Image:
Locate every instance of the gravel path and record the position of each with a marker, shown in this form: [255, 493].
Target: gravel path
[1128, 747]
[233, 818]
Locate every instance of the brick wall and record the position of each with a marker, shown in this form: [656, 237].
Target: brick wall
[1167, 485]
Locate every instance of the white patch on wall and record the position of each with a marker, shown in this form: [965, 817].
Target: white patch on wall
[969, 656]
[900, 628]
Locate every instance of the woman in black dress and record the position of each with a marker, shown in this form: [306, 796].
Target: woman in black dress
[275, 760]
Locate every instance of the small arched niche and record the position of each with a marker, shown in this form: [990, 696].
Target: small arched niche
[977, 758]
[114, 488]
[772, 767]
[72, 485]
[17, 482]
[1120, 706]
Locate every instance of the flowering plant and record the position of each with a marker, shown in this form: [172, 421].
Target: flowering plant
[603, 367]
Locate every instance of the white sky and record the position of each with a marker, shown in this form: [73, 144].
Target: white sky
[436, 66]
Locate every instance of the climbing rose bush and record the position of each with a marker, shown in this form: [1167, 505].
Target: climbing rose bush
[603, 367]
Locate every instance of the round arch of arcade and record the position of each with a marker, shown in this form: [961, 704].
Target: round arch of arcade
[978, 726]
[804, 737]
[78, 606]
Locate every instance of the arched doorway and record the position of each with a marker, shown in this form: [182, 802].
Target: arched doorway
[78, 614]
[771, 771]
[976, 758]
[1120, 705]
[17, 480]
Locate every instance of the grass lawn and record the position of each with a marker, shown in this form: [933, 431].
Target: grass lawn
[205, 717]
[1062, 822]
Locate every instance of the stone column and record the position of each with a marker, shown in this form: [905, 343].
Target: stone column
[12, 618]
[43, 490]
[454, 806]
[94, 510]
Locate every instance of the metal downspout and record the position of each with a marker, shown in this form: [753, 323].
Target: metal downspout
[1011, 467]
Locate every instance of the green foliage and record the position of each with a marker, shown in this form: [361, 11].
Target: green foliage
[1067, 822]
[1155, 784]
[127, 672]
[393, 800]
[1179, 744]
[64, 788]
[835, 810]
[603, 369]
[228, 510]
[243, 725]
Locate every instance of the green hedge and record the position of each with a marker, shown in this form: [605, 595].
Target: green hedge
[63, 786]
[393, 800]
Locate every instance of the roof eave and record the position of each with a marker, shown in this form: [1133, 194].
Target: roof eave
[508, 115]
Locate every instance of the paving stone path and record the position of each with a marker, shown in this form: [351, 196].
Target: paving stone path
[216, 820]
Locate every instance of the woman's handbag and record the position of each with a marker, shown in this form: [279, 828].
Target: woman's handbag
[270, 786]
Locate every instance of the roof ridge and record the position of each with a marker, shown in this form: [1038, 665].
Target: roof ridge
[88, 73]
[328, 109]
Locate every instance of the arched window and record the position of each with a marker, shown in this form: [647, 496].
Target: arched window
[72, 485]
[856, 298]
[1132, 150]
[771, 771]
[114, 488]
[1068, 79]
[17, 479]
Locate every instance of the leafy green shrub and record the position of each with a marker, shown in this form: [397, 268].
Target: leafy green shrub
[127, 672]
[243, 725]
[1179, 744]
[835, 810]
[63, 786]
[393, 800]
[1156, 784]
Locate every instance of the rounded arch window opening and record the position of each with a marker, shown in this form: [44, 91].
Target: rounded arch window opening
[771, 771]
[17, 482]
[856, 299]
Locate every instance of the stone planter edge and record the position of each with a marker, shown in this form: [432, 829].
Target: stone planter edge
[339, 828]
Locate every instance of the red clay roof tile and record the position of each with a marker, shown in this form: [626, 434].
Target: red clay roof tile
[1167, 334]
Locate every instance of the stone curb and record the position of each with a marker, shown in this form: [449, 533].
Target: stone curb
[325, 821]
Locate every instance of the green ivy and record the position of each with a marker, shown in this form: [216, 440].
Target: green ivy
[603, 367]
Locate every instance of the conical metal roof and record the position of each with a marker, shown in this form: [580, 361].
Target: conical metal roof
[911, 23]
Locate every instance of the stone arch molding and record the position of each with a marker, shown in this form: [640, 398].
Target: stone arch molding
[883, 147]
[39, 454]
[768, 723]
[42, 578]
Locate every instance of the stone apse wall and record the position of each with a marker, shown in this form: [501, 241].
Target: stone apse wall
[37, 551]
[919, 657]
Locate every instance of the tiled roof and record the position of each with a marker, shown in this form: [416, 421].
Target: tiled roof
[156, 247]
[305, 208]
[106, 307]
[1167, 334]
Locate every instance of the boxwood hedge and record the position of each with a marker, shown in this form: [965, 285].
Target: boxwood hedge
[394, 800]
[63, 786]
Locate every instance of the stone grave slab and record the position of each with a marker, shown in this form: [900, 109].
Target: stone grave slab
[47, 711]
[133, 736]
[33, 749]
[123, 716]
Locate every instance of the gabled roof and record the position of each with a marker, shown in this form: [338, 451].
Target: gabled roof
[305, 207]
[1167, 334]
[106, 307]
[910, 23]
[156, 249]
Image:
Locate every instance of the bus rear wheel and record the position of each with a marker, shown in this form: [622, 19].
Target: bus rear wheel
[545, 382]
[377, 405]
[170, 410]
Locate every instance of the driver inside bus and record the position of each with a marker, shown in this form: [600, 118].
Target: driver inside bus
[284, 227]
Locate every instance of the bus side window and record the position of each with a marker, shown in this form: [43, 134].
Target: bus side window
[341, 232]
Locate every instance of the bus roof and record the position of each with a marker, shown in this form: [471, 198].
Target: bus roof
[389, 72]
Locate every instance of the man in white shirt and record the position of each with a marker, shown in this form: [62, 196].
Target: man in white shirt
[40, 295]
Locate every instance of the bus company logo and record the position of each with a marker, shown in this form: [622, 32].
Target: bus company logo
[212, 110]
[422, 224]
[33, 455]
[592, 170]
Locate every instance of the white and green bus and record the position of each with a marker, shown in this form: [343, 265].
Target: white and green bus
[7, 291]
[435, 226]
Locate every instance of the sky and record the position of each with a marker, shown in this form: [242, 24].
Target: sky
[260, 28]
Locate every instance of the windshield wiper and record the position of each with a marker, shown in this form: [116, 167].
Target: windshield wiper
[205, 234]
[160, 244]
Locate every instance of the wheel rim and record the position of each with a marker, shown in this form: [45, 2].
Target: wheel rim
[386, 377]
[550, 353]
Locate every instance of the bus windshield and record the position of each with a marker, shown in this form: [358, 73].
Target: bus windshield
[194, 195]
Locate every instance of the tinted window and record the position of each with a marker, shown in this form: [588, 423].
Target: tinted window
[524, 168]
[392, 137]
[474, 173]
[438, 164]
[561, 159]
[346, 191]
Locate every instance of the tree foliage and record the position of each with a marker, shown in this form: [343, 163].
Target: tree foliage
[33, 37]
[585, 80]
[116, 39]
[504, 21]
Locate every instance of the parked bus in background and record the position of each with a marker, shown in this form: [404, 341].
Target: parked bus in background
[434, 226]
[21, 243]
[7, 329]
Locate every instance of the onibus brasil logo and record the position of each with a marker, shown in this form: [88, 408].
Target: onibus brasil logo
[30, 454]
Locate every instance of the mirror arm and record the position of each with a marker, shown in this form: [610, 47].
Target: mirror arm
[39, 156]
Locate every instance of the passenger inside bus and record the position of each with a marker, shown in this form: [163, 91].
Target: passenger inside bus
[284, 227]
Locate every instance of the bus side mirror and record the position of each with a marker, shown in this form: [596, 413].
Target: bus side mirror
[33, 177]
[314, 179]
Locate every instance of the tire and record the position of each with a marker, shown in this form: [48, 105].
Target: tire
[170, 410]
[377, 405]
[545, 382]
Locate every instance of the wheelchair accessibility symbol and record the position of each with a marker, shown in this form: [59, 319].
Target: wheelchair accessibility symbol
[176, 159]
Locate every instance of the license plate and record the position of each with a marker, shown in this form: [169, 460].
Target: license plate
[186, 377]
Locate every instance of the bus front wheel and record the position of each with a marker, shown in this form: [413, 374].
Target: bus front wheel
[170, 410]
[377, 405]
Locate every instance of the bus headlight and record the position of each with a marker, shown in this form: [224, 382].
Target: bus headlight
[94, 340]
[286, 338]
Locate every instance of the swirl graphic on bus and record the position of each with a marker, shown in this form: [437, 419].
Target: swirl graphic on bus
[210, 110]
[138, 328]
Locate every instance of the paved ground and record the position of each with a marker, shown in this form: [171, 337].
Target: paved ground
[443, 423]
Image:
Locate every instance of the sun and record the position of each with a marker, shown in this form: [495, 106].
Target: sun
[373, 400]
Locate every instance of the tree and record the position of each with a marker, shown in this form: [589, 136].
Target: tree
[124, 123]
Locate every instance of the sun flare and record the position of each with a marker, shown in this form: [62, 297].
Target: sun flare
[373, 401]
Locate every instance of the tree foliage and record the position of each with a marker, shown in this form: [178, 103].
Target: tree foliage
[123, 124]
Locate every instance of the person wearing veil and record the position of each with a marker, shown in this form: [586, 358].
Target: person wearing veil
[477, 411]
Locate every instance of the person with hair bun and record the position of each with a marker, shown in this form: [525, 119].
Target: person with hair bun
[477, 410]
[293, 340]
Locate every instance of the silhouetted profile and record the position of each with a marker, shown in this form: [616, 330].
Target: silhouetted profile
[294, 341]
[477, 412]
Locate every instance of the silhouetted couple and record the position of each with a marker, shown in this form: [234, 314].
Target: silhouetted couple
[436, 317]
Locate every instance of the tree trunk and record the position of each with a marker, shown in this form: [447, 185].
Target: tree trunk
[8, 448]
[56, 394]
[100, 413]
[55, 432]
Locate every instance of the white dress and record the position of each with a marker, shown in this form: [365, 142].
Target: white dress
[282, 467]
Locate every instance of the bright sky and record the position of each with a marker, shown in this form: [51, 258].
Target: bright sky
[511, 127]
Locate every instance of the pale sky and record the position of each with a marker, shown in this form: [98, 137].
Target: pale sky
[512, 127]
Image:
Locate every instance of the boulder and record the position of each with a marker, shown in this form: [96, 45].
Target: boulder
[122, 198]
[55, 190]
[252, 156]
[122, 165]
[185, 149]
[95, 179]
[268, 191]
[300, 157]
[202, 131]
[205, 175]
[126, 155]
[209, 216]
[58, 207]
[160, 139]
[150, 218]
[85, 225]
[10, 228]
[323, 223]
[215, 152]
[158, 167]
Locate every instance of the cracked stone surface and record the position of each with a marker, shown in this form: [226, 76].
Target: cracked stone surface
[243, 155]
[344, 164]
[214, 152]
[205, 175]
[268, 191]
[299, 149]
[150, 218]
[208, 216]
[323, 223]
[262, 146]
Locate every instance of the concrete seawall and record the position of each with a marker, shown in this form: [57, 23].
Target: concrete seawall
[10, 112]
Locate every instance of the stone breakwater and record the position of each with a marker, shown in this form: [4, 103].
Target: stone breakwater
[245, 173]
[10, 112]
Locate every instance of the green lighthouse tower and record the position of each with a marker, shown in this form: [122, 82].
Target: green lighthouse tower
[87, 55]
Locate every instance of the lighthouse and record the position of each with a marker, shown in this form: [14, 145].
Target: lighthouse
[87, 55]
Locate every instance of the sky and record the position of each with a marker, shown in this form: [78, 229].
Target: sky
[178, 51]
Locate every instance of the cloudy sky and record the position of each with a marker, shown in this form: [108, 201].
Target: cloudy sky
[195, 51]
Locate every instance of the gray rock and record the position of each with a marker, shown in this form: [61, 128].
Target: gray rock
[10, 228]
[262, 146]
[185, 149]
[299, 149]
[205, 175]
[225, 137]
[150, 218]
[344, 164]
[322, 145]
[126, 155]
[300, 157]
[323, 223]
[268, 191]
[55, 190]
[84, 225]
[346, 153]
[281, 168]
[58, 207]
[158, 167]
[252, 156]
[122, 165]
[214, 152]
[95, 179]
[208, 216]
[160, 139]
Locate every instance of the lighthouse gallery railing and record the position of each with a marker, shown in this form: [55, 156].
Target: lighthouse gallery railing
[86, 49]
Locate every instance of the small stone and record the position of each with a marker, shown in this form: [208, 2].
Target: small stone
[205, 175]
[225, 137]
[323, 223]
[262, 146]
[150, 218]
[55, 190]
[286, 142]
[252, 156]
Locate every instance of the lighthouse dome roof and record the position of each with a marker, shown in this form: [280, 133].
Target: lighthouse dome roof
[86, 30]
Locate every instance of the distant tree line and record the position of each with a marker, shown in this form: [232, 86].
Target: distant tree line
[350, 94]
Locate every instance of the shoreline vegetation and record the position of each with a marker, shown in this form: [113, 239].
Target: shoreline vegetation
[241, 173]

********

Repeat exactly the lines from the one containing "Locate every instance of the lighthouse and" through the last line of the records above, both included, and nothing else.

Locate every instance of the lighthouse and record the position of each with a marker, shown in this form: [14, 145].
Target: lighthouse
[87, 55]
Locate every instance of the sky and record the position of each with a marker, shown in this form: [78, 229].
Target: sky
[178, 51]
Locate every instance of the cloudy sky and record the position of each with a marker, shown in this form: [108, 201].
Target: cloudy sky
[195, 51]
Locate every instance of the gray rock and record the position of each with a marker, shown in this form: [61, 128].
Target: gray rock
[10, 228]
[262, 146]
[185, 149]
[299, 149]
[205, 175]
[225, 137]
[150, 218]
[344, 164]
[322, 145]
[126, 155]
[300, 157]
[323, 223]
[268, 191]
[55, 190]
[84, 225]
[346, 153]
[281, 168]
[58, 207]
[158, 167]
[252, 156]
[122, 165]
[214, 152]
[95, 179]
[208, 216]
[160, 139]
Locate every instance of the lighthouse gallery railing and record the position of each with a marker, shown in this form: [55, 156].
Target: lighthouse gallery railing
[86, 49]
Locate every instance of the small stone and record the position of each with a marker, shown in this form: [208, 2].
Target: small stone
[205, 175]
[225, 137]
[323, 223]
[262, 146]
[150, 218]
[55, 190]
[286, 142]
[252, 156]
Locate every instance of the lighthouse dome roof and record the position of each with a marker, shown in this form: [280, 133].
Target: lighthouse dome roof
[86, 30]
Locate every instance of the distant tree line and record the position of each with a marker, shown in this form: [232, 86].
Target: distant tree line
[350, 94]
Locate every instance of the shoreline vegetation and record the position of each with a marker, shown in this form: [113, 239].
Target: shoreline vegetation
[241, 173]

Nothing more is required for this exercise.